### Goal of the exercise
Rewrite every line of the records below as one numbered list, omitting any blank lines.

### Stored rows

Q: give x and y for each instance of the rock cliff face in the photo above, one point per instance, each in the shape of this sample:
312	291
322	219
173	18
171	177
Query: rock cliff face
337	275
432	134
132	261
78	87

### Completed task
1. Q: give x and y for each instance of the rock cliff face in the photo above, one point per instance, each in the shape of this sample:
2. 312	291
3. 322	219
4. 173	18
5. 171	177
6. Query: rock cliff face
7. 337	275
8. 432	134
9. 132	261
10. 78	87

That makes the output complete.